• EXERCISE DETAILS:
Without the pictures, output all of the data exactly.

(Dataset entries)
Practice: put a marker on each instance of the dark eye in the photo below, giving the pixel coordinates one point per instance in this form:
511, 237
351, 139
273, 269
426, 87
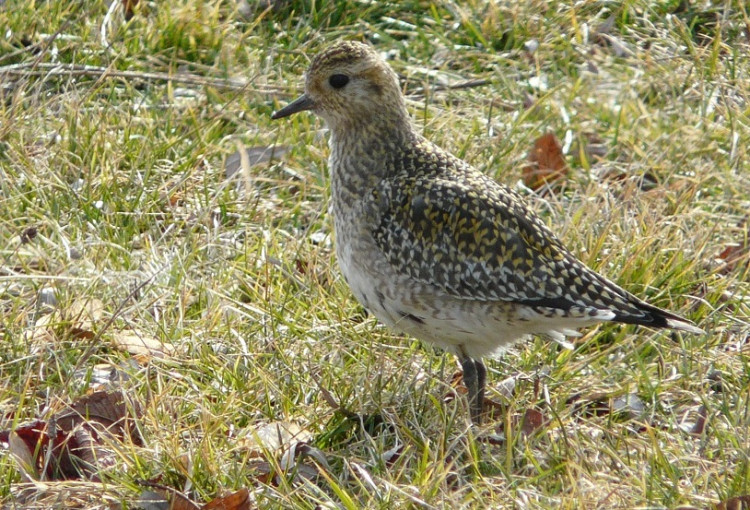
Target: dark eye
338, 81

• FINISHED EXERCISE:
Practice: put a marker on each instance of the dark eye in the photo below, giving the pixel coordinates one point per instance in this form:
511, 237
351, 139
273, 269
426, 87
Target: dark eye
338, 81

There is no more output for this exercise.